### WRITTEN REQUEST:
Copy the items from the line containing "target | horizon" through the end of the items, requests included, and shift every coordinate in the answers by adding 81 to it.

[Rows of an object pointing dataset]
_ _ _

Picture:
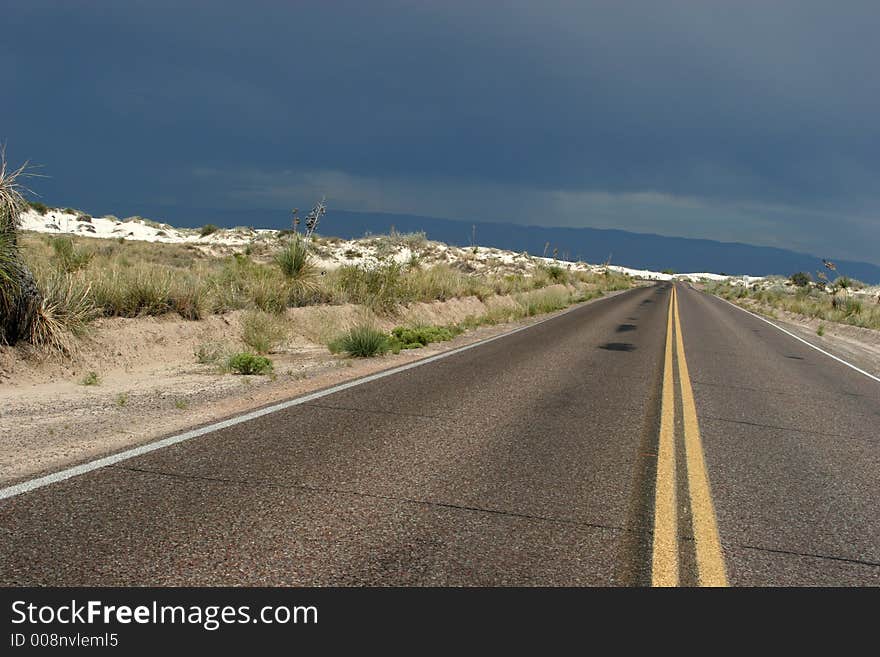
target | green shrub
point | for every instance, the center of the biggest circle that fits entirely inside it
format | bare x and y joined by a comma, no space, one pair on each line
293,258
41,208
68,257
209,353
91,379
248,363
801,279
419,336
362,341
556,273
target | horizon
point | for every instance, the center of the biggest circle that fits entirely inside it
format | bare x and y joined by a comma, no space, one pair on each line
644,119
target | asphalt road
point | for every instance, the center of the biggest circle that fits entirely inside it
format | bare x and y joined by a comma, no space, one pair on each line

_ _ _

### SOLUTION TO THE EXERCISE:
target | horizon
point | for every instance, the center of the biggest circle that fits entirely inside it
format | bare x and y joined by a comma, no space, one pair on each line
725,200
target | asphalt road
point | for every instance, the center of the biggest circle that fits entirely inside it
format | bare x and y joined by a comma, no space, one pair on each line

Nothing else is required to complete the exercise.